### Goal:
Rename "silver chain" to "gold chain" in the rows between the line holding "Pin every instance of the white robe" and the line holding "(1115, 362)", inclusive. Give only those rows again, with nothing else changed.

━━ Materials provided ━━

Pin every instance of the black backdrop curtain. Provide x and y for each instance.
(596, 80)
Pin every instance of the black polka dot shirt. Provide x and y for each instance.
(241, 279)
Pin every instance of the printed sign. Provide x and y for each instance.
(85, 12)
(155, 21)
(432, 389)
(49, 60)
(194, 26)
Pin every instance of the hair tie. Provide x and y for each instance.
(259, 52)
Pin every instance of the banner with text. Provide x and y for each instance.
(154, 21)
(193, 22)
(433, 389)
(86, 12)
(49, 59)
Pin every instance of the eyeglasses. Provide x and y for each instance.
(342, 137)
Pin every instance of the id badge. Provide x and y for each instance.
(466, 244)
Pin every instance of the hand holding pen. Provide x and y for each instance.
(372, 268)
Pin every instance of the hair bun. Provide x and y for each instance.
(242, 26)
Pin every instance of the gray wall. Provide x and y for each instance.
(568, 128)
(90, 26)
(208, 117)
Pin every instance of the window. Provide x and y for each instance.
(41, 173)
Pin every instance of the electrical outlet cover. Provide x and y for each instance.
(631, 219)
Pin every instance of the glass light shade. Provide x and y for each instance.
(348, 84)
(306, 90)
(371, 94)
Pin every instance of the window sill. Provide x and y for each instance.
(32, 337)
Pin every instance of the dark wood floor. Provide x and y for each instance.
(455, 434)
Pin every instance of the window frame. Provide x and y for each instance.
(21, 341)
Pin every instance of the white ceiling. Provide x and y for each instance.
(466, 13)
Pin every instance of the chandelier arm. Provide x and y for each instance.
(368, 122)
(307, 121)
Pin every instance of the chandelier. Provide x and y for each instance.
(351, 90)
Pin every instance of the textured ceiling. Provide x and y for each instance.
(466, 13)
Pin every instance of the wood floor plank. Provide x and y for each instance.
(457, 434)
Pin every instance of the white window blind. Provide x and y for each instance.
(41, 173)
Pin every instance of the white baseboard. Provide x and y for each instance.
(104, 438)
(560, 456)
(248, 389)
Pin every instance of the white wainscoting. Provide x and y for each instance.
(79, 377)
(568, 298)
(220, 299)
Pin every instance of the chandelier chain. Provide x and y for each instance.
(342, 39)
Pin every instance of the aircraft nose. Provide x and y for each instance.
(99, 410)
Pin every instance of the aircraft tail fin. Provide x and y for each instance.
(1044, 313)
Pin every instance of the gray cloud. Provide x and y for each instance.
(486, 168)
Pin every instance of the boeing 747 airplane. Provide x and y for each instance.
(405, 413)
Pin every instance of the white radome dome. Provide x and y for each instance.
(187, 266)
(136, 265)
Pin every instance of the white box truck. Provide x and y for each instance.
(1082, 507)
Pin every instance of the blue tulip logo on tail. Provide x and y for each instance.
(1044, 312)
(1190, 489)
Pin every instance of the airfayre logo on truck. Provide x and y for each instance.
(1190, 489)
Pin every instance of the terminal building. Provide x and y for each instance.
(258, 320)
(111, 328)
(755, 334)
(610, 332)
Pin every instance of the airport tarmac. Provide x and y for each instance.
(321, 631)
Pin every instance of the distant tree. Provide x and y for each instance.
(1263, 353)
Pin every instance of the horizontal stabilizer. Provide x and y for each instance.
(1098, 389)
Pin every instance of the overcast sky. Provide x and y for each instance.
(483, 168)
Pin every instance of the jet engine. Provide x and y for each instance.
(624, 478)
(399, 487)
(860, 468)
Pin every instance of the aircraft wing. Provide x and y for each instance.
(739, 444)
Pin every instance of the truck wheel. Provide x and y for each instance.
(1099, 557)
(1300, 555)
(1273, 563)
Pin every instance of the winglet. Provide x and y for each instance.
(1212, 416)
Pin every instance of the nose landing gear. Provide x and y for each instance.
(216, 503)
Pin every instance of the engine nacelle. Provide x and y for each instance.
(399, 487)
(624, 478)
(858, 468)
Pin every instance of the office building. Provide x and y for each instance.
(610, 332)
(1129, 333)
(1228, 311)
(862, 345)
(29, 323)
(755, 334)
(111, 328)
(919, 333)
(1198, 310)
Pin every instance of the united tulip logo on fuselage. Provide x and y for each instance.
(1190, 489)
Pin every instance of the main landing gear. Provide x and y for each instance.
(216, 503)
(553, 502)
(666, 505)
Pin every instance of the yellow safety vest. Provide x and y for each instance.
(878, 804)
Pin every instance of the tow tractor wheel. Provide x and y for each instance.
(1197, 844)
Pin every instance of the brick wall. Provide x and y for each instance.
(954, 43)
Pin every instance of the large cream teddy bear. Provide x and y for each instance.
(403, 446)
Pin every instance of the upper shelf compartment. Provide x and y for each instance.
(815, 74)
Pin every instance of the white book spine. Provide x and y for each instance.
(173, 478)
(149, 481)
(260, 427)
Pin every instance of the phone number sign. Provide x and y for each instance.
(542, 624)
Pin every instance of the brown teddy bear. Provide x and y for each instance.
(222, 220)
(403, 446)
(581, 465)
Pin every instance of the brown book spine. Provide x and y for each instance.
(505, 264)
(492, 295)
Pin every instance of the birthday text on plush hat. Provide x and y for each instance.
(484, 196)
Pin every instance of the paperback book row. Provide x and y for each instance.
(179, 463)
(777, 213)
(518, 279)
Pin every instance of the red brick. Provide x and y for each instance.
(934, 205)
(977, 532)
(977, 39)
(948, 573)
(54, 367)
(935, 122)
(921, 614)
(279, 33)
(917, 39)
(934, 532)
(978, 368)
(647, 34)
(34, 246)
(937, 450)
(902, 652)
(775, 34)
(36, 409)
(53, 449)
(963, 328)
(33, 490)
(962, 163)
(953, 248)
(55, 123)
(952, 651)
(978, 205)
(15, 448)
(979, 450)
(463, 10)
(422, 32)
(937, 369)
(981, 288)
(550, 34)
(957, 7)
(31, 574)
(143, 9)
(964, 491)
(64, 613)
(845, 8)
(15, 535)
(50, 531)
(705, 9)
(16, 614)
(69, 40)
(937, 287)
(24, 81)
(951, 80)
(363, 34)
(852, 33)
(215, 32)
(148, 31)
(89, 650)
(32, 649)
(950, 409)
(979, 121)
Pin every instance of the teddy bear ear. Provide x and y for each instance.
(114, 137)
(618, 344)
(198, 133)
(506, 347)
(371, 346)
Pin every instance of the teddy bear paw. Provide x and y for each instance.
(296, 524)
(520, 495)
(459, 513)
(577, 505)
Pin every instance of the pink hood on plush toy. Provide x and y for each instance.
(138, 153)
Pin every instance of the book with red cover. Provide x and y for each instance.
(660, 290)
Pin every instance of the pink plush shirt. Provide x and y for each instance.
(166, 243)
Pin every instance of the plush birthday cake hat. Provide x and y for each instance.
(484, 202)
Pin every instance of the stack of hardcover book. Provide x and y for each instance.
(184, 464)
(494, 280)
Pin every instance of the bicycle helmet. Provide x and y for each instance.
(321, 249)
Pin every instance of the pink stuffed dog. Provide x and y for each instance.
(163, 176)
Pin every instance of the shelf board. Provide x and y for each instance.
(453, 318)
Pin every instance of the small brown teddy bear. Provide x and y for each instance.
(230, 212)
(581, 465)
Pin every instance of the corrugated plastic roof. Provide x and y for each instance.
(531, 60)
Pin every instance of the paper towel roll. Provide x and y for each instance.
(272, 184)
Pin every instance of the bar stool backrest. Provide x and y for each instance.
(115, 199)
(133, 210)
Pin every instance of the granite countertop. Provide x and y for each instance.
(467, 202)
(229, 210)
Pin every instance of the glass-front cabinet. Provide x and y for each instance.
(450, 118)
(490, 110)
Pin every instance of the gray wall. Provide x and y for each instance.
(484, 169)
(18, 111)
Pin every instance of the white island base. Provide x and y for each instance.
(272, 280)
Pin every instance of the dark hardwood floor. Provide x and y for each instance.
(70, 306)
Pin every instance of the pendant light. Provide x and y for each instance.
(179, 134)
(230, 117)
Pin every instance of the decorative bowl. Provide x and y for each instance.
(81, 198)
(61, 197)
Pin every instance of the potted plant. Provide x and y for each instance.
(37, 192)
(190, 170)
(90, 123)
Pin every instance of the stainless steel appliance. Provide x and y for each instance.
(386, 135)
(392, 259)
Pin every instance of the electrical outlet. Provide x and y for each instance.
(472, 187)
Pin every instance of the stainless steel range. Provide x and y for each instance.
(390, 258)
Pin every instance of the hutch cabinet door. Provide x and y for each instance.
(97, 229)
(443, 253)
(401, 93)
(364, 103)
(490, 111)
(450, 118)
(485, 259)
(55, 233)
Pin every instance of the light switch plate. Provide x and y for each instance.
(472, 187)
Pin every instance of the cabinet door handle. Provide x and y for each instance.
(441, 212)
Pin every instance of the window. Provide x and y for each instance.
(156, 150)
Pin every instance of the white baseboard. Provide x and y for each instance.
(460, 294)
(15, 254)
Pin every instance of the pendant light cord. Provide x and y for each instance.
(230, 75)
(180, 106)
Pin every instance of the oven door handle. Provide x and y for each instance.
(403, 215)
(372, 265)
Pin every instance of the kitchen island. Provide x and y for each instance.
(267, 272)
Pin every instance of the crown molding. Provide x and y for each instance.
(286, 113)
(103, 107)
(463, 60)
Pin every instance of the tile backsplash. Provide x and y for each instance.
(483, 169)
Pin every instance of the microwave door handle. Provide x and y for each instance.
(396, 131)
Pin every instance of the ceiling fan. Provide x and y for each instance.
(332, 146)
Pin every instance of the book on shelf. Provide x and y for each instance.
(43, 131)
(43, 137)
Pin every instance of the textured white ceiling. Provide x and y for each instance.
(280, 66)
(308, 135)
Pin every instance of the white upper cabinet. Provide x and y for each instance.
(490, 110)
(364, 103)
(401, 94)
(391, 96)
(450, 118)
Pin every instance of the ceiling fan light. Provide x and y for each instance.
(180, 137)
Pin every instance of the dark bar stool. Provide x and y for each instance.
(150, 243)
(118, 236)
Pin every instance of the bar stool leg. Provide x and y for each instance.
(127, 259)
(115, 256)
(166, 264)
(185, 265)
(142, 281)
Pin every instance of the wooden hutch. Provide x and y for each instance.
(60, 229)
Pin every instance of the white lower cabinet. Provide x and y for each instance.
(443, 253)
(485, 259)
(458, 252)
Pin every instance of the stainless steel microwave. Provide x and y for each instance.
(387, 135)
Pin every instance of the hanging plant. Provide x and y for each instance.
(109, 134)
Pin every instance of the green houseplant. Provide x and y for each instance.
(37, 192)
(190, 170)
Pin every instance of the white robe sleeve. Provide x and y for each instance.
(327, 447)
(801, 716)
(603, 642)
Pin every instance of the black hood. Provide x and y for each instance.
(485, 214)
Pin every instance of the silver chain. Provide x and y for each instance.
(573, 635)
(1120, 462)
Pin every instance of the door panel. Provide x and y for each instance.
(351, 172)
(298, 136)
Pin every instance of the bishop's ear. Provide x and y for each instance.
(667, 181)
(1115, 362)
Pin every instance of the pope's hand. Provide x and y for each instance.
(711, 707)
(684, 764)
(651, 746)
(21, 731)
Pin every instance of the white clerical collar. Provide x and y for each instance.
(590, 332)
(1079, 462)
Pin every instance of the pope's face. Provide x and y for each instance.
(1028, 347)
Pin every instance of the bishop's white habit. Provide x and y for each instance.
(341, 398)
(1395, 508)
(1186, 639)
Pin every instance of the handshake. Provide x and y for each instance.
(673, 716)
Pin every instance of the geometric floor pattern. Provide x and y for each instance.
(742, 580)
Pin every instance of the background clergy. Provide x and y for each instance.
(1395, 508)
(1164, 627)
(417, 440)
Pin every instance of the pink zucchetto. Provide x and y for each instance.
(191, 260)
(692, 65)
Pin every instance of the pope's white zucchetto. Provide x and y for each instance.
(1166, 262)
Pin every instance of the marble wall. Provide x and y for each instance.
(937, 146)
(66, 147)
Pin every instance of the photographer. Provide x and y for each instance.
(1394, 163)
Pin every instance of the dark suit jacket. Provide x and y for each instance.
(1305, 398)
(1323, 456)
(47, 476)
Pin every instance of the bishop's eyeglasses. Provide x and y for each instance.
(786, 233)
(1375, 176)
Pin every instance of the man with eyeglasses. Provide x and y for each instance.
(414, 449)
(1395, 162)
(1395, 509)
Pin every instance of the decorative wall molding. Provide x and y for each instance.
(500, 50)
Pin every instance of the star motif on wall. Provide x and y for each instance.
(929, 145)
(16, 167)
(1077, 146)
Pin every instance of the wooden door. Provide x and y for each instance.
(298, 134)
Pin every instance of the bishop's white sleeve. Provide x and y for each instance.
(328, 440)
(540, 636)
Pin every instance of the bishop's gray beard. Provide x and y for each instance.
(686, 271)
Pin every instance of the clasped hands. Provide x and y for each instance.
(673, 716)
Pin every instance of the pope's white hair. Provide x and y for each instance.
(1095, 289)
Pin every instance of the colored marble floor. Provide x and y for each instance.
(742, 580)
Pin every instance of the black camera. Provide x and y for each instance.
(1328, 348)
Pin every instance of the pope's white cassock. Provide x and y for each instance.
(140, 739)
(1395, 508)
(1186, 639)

━━━

### Finished task:
Pin every instance of the white robe sleeve. Provide x and y for each instance.
(327, 447)
(801, 716)
(603, 642)
Pin every instance of the black hood. Provide x and y for each instance.
(485, 214)
Pin every instance of the gold chain. Provide x and y for each instance.
(573, 635)
(1120, 462)
Pin every instance of the door panel. Provide x and y for each instance.
(351, 172)
(298, 136)
Pin every instance of the bishop's ear. Provide x and y for each instance.
(667, 181)
(1115, 362)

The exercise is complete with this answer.